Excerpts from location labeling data
BEGIN

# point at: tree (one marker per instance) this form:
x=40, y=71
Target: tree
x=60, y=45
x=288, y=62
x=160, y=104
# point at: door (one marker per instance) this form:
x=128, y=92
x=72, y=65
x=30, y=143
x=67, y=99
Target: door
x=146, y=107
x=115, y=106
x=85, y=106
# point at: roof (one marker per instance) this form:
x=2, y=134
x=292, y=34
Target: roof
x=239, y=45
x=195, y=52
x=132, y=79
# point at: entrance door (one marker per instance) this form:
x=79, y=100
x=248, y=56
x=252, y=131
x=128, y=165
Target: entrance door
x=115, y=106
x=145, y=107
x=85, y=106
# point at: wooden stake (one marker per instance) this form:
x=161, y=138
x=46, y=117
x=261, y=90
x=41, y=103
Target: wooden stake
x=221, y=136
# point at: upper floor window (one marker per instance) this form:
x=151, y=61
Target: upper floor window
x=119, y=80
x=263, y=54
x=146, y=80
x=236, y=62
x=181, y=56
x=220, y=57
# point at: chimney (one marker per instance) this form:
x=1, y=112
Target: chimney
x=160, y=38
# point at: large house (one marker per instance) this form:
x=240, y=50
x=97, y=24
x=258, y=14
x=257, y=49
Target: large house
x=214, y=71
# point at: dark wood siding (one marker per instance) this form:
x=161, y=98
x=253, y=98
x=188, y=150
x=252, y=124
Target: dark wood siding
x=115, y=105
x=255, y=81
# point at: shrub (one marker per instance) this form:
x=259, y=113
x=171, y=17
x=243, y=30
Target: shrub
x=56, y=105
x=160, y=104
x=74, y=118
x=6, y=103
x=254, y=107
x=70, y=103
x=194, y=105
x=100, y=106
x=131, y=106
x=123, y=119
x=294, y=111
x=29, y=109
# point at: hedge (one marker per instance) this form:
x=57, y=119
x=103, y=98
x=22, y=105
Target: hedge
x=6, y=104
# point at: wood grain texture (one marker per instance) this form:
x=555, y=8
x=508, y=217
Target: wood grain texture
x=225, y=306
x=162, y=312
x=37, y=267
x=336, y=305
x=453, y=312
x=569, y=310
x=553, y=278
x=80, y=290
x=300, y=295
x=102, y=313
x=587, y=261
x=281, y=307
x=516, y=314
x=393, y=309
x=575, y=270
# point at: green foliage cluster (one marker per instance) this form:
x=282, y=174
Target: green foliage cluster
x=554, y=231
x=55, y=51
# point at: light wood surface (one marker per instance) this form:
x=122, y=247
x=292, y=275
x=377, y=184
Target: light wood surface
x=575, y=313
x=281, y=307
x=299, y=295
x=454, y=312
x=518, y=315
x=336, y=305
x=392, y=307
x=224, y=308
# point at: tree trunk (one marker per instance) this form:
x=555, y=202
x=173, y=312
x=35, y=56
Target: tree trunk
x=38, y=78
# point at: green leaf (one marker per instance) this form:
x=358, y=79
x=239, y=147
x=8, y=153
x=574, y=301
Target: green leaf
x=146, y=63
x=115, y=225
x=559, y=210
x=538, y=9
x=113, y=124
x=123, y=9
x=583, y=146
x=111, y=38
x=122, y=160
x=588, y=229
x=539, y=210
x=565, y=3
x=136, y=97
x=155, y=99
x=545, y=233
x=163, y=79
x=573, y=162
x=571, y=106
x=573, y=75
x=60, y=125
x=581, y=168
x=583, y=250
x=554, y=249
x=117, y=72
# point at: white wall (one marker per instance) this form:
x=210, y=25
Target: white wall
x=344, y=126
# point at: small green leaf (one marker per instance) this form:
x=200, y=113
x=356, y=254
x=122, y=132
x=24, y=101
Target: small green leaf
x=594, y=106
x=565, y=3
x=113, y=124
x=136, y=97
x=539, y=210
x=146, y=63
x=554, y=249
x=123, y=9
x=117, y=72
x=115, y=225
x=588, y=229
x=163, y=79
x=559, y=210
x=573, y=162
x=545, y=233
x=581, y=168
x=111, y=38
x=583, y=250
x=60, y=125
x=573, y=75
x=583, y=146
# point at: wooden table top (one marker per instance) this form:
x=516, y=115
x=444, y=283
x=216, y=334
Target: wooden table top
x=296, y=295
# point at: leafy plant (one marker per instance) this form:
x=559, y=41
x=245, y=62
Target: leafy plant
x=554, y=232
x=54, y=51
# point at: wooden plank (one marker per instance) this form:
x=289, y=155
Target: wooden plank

END

• [AIM OF THE TASK] Copy the whole listing above word for word, keeping every line.

• [WORKED ANSWER]
# point at: tree (one marker per instance) this form:
x=40, y=71
Target: tree
x=60, y=45
x=288, y=62
x=160, y=104
# point at: door (one marker per instance) this form:
x=128, y=92
x=72, y=65
x=30, y=143
x=67, y=99
Target: door
x=146, y=107
x=115, y=106
x=85, y=106
# point at: roof (one marker per instance) this form:
x=2, y=134
x=292, y=34
Target: roof
x=239, y=45
x=195, y=52
x=132, y=79
# point at: entrance door (one marker per instance) this form:
x=79, y=100
x=248, y=56
x=252, y=131
x=128, y=165
Target: entrance door
x=115, y=106
x=145, y=107
x=85, y=106
# point at: wooden stake (one marker per instance) this form:
x=161, y=138
x=46, y=117
x=261, y=90
x=41, y=103
Target: wooden stake
x=221, y=136
# point at: upper floor window (one marker per instance) this form:
x=151, y=61
Target: upper floor window
x=119, y=80
x=263, y=54
x=146, y=80
x=236, y=62
x=181, y=56
x=220, y=57
# point at: chimney (one marker per instance) this form:
x=1, y=112
Target: chimney
x=160, y=38
# point at: large house (one marker per instance) this form:
x=240, y=50
x=97, y=24
x=258, y=14
x=257, y=49
Target: large house
x=214, y=71
# point at: dark wood siding (one marker per instance) this form:
x=161, y=98
x=253, y=98
x=188, y=150
x=252, y=124
Target: dark wood siding
x=115, y=105
x=255, y=81
# point at: shrub (one marker per instance) this form:
x=259, y=113
x=171, y=17
x=243, y=30
Target: shrub
x=56, y=105
x=160, y=104
x=74, y=118
x=6, y=103
x=254, y=107
x=70, y=103
x=194, y=105
x=100, y=106
x=131, y=106
x=123, y=119
x=294, y=111
x=29, y=109
# point at: hedge (one marker per instance) this form:
x=57, y=119
x=103, y=98
x=22, y=105
Target: hedge
x=6, y=104
# point at: wood grain texture (one marker per instance) this form:
x=555, y=8
x=508, y=217
Target: wood grain texture
x=225, y=306
x=162, y=312
x=37, y=267
x=336, y=305
x=453, y=312
x=569, y=310
x=553, y=278
x=80, y=290
x=300, y=295
x=102, y=313
x=587, y=261
x=281, y=307
x=516, y=314
x=393, y=309
x=575, y=270
# point at: green foliage cluster (one marker per instance) this form:
x=282, y=174
Target: green foliage cluster
x=554, y=231
x=55, y=51
# point at: light wood surface (one marker per instance) this form:
x=122, y=247
x=292, y=275
x=377, y=184
Target: light wood surface
x=575, y=313
x=281, y=307
x=299, y=295
x=454, y=312
x=518, y=315
x=336, y=305
x=392, y=307
x=224, y=308
# point at: tree trunk (one marker per instance) this form:
x=555, y=202
x=173, y=312
x=35, y=56
Target: tree trunk
x=38, y=78
# point at: green leaf (one marker per instance) this form:
x=358, y=79
x=239, y=147
x=8, y=153
x=574, y=301
Target: green leaf
x=146, y=63
x=115, y=225
x=559, y=210
x=538, y=9
x=113, y=124
x=123, y=9
x=583, y=146
x=111, y=38
x=122, y=160
x=588, y=229
x=539, y=210
x=565, y=3
x=136, y=97
x=155, y=99
x=545, y=233
x=163, y=79
x=573, y=162
x=571, y=106
x=573, y=75
x=60, y=125
x=581, y=168
x=583, y=250
x=554, y=249
x=117, y=72
# point at: white wall (one marker per instance) this form:
x=210, y=25
Target: white wall
x=344, y=126
# point at: small green leaf (one marker per instance) this form:
x=200, y=113
x=356, y=254
x=122, y=132
x=24, y=101
Target: small green leaf
x=594, y=106
x=565, y=3
x=113, y=124
x=136, y=97
x=539, y=210
x=146, y=63
x=554, y=249
x=123, y=9
x=117, y=72
x=115, y=225
x=588, y=229
x=163, y=79
x=559, y=210
x=573, y=162
x=545, y=233
x=581, y=168
x=111, y=38
x=583, y=250
x=60, y=125
x=573, y=75
x=583, y=146
# point at: wooden table top (one marker per instance) this form:
x=516, y=115
x=444, y=283
x=216, y=334
Target: wooden table top
x=296, y=295
# point at: leafy plant (one marker per instance) this form:
x=559, y=41
x=245, y=62
Target: leafy plant
x=554, y=232
x=54, y=51
# point at: wooden plank (one marker per instance) this form:
x=289, y=155
Target: wooden plank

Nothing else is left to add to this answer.